__TASK__: Within the records below, reproduce without change the lines from the line that has "Exercise. Put one point on every instance of the sandy" through the line that has "Exercise. Put one point on every instance of the black beak", and only those.

__RECORDS__:
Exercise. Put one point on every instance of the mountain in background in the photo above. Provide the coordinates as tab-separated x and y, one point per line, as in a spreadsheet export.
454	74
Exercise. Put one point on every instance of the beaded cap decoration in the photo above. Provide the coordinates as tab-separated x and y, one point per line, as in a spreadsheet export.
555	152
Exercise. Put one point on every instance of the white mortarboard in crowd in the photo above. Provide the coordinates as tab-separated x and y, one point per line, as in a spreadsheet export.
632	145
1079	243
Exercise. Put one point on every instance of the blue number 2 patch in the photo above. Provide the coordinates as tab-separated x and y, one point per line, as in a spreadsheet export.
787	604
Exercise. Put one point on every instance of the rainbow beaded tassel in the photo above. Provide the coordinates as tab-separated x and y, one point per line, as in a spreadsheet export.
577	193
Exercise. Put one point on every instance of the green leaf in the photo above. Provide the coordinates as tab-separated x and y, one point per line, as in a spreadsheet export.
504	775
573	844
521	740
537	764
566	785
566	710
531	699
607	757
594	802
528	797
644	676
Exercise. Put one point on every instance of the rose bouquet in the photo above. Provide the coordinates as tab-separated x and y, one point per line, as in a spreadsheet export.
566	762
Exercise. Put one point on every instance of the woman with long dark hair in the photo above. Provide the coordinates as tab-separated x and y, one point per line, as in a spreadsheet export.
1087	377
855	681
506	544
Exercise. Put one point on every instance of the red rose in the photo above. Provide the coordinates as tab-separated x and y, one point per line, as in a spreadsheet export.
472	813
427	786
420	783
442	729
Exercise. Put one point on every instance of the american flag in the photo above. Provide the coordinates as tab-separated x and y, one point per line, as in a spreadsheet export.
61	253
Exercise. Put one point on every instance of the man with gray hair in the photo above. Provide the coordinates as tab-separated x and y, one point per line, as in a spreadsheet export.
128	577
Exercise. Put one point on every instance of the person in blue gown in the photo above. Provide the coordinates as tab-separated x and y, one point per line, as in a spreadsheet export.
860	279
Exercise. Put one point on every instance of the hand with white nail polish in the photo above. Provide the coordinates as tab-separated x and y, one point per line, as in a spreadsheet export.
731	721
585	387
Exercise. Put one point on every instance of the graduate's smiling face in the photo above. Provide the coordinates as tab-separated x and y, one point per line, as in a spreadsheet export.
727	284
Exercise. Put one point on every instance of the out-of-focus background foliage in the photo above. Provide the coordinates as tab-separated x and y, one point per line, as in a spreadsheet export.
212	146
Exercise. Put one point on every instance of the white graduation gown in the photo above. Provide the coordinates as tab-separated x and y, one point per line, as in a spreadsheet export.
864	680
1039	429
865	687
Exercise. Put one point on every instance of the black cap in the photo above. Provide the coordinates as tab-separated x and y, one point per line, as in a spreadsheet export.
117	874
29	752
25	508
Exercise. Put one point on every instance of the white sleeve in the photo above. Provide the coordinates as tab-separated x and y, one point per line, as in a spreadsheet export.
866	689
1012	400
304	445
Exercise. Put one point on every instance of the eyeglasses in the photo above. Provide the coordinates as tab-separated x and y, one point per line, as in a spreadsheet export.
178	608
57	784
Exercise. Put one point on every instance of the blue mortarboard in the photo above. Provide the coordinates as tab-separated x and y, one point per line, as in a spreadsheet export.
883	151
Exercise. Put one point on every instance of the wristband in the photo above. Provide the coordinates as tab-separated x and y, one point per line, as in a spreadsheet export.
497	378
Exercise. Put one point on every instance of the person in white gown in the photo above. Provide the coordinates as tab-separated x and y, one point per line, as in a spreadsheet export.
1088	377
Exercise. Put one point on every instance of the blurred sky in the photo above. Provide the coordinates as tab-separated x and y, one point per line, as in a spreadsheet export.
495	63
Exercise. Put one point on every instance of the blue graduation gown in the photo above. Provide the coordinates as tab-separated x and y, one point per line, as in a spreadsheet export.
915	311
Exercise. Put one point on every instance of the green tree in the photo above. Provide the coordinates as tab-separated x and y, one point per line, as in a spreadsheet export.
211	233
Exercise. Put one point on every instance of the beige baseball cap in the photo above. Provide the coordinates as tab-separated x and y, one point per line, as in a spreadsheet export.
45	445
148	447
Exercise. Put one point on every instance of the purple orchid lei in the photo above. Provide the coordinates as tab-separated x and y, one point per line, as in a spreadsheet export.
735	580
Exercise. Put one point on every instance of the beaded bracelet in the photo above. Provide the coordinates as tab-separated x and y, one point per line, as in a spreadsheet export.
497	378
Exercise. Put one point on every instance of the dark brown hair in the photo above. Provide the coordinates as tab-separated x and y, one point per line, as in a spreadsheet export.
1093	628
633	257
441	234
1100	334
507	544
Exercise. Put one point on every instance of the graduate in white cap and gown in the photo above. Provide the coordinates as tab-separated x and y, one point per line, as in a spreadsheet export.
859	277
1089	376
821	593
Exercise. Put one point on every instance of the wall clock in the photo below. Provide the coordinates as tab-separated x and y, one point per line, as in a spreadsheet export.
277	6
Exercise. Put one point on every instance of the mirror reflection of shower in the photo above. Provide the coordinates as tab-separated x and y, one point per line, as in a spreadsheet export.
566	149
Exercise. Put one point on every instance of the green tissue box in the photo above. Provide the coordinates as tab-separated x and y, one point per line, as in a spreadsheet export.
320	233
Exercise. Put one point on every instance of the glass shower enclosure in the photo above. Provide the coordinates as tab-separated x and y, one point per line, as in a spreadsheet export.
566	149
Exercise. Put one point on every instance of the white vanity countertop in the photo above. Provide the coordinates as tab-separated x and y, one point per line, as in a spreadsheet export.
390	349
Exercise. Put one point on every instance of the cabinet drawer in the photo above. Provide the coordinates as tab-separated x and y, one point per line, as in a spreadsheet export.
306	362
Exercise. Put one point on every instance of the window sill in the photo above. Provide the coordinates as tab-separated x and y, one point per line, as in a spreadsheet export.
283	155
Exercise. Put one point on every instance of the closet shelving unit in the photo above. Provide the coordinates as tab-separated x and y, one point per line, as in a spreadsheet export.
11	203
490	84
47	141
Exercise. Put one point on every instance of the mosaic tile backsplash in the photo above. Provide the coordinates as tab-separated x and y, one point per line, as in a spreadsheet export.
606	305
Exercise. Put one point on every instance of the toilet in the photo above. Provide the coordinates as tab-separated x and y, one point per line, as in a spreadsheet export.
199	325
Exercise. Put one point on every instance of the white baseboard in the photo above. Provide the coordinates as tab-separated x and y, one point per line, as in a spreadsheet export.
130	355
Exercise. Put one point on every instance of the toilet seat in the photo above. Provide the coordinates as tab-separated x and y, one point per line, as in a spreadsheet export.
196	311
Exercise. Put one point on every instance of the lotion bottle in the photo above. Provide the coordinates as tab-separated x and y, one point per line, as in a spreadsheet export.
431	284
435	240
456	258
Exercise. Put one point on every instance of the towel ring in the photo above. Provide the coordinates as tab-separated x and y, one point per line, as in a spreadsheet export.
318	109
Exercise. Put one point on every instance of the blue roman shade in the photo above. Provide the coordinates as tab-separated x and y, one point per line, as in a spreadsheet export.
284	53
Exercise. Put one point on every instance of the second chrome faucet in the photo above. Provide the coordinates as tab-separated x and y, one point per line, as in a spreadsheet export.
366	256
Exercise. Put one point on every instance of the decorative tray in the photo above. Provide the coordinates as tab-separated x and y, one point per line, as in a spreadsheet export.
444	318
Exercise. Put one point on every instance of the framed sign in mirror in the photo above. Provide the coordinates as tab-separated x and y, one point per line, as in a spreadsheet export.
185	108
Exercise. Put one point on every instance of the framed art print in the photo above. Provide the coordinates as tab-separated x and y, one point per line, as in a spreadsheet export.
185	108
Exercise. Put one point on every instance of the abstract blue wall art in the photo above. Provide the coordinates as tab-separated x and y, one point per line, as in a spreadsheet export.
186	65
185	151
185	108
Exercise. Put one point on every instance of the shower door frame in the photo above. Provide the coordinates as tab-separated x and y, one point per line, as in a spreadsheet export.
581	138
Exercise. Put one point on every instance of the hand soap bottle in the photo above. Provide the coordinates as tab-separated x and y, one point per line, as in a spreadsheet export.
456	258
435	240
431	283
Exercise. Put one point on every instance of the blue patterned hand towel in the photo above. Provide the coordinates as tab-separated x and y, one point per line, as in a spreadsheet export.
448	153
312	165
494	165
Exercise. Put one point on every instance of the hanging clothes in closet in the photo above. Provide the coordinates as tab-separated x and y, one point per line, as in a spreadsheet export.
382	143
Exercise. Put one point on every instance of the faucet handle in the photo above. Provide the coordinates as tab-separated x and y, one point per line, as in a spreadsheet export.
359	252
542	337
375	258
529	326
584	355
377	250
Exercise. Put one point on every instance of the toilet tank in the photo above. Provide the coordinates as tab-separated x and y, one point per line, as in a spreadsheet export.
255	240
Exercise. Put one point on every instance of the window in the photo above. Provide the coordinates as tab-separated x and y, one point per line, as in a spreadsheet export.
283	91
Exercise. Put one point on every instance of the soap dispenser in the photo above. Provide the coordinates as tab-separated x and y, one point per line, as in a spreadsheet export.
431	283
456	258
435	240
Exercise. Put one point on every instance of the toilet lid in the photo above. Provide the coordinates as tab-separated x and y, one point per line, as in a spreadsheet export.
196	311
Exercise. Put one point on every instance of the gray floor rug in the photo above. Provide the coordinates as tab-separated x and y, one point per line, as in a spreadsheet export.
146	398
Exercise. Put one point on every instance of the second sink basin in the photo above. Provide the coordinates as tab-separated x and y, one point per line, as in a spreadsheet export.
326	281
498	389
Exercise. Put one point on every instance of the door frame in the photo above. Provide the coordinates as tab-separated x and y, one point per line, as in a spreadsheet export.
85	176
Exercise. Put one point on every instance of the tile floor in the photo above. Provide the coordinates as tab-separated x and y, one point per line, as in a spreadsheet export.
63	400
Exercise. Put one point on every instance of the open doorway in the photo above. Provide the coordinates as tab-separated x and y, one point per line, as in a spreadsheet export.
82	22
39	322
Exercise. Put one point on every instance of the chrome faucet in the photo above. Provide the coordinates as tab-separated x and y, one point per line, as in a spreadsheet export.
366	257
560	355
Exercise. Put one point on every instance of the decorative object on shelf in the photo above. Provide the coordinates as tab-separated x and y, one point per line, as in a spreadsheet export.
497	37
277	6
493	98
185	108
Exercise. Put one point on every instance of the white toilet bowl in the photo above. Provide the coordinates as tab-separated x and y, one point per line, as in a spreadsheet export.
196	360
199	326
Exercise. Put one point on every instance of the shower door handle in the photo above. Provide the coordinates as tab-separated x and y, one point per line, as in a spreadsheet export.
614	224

* * *

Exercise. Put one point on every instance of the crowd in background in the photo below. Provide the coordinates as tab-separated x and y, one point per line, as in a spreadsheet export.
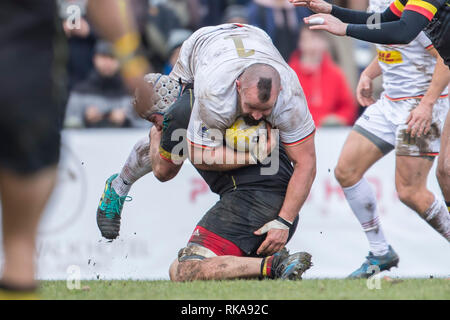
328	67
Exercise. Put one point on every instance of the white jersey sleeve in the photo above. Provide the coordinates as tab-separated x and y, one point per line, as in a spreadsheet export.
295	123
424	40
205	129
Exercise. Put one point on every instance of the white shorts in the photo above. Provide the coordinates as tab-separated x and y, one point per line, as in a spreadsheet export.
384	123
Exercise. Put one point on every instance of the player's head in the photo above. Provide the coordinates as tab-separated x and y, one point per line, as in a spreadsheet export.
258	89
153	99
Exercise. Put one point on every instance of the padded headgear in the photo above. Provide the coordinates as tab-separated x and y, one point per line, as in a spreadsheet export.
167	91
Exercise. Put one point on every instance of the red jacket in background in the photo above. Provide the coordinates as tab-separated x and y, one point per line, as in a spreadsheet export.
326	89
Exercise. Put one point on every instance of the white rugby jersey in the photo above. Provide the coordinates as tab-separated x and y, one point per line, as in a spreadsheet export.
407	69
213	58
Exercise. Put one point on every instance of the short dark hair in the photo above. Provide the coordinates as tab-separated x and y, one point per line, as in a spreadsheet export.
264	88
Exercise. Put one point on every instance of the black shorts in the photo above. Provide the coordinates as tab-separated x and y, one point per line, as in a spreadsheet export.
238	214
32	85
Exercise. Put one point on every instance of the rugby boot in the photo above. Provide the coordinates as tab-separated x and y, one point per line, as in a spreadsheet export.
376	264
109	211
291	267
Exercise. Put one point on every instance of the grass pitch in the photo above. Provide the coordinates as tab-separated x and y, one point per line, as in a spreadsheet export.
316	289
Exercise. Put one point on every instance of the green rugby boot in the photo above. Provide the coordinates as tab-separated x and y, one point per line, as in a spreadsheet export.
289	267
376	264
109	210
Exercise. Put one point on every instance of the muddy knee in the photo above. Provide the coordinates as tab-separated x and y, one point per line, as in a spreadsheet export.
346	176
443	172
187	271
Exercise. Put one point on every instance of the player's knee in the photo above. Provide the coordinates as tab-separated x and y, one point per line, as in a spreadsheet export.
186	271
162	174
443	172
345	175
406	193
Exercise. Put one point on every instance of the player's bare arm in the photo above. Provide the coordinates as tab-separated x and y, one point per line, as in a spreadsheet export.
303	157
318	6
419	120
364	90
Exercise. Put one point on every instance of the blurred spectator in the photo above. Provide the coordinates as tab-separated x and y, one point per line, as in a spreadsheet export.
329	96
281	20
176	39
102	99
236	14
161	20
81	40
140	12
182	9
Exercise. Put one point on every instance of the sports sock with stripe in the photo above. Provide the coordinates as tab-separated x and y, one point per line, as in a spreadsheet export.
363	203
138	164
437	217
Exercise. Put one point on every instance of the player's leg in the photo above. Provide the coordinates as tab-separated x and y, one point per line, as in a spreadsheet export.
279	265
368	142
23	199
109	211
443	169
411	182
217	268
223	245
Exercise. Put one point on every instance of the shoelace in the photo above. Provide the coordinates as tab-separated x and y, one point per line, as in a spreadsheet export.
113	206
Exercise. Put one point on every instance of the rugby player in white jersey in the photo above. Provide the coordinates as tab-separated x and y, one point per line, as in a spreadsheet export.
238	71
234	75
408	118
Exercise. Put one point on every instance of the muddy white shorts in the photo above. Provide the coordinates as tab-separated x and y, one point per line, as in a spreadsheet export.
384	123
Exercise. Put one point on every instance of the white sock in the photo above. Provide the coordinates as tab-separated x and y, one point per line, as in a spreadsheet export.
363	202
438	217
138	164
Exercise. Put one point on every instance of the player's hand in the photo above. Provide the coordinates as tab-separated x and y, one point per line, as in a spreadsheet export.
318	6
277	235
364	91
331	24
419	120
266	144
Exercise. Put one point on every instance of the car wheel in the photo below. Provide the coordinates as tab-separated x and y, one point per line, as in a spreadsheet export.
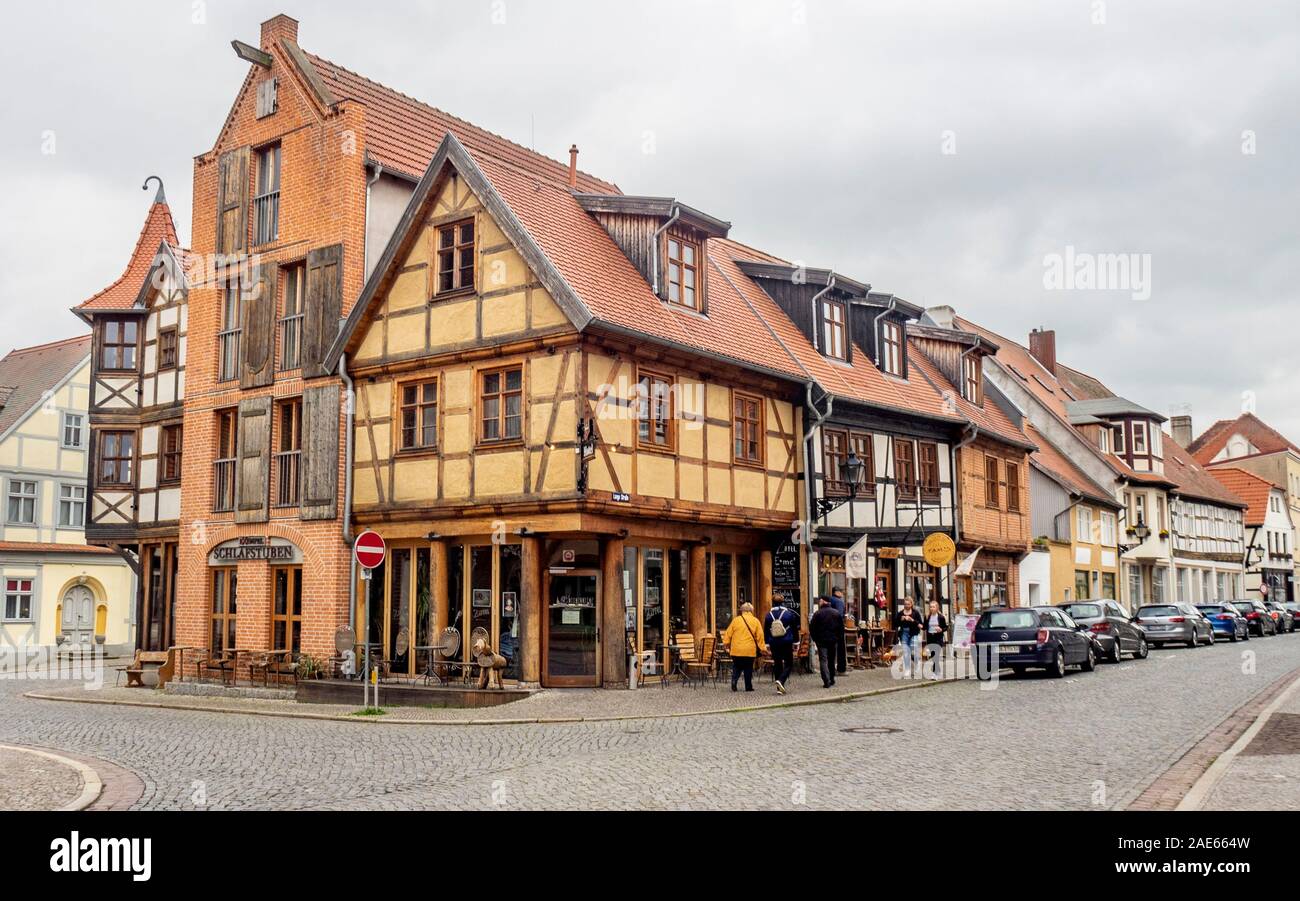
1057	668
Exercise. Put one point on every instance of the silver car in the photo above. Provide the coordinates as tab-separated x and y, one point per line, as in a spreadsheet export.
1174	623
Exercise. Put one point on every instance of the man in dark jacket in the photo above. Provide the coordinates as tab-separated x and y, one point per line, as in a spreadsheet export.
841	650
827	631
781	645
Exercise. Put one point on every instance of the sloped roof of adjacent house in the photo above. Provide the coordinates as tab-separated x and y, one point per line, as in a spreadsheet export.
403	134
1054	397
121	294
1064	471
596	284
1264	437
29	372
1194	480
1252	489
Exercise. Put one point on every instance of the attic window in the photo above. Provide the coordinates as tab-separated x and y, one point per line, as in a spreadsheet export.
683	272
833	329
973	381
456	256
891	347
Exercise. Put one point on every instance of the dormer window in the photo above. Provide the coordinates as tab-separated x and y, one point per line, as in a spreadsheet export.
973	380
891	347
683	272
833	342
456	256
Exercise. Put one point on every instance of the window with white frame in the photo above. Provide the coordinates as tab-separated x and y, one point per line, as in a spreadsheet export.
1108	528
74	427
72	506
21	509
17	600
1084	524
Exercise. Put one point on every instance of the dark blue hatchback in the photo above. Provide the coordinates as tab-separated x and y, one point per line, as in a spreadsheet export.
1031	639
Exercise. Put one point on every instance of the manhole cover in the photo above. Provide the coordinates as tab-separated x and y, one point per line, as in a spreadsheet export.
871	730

==

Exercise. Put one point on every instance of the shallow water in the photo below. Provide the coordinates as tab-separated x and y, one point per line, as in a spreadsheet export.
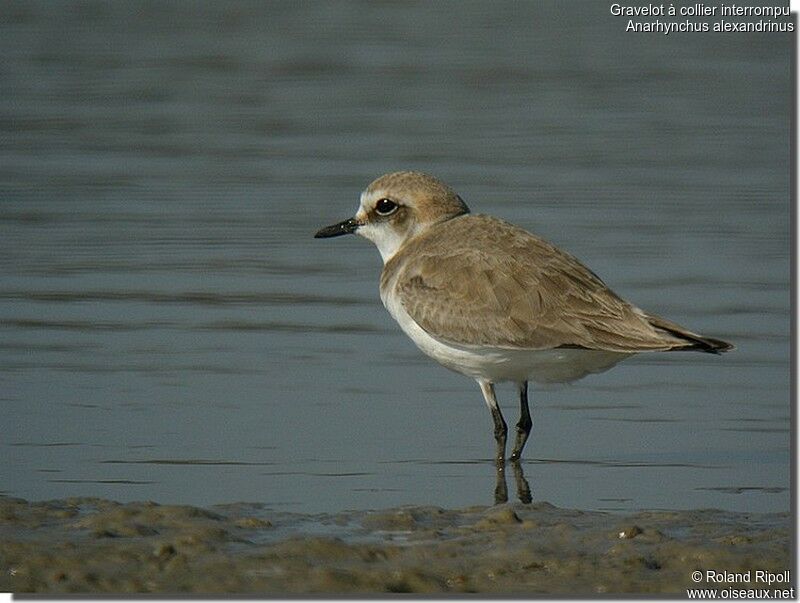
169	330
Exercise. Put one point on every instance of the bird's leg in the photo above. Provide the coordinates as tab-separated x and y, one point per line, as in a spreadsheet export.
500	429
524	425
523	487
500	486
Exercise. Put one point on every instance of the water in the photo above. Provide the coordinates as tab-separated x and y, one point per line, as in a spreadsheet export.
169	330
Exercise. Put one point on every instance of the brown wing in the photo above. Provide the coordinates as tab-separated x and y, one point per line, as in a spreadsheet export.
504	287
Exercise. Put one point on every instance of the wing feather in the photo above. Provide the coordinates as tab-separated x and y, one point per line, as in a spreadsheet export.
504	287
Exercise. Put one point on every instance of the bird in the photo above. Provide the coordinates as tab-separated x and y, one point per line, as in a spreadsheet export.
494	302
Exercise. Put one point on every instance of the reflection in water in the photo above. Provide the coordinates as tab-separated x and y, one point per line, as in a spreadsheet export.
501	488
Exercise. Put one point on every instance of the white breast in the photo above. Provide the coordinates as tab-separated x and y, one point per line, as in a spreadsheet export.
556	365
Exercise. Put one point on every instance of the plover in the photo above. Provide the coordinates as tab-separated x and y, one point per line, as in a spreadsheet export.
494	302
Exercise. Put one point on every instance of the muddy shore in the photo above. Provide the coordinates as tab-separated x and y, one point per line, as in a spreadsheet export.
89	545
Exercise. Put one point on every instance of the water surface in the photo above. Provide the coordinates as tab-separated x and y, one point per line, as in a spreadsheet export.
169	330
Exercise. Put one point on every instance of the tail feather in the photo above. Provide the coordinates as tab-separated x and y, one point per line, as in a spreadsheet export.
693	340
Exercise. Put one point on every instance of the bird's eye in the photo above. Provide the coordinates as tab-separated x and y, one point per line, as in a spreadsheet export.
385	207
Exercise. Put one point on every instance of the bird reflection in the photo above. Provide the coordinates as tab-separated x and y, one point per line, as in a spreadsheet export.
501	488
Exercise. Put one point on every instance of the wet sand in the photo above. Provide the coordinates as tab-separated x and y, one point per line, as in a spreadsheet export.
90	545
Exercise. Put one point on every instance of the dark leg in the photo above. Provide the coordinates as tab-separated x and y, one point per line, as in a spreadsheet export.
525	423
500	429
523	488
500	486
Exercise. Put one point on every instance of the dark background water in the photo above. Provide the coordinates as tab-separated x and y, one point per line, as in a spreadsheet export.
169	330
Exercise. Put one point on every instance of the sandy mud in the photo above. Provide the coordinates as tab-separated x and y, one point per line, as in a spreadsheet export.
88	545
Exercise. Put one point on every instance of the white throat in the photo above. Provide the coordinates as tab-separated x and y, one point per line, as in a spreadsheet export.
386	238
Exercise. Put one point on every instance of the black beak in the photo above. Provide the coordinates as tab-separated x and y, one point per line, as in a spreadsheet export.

__ANSWER TO THIS EXERCISE__:
Exercise. Put one point on every instance of the sandy mud in the photo above. Provide the coordinates as tab-separated x and y, one point per line, as in a spreadsheet export.
88	545
Exercise. Put one point on every instance of the white throat in the photo above. Provide the coordinates as tab-separated x and y, one point per line, as in a spreadsheet export.
386	238
Exercise. Put one point on every instance of the black beak in the photo above. Provide the coordinates as tab-separated x and y, one point per line, as in a spreadsheet export.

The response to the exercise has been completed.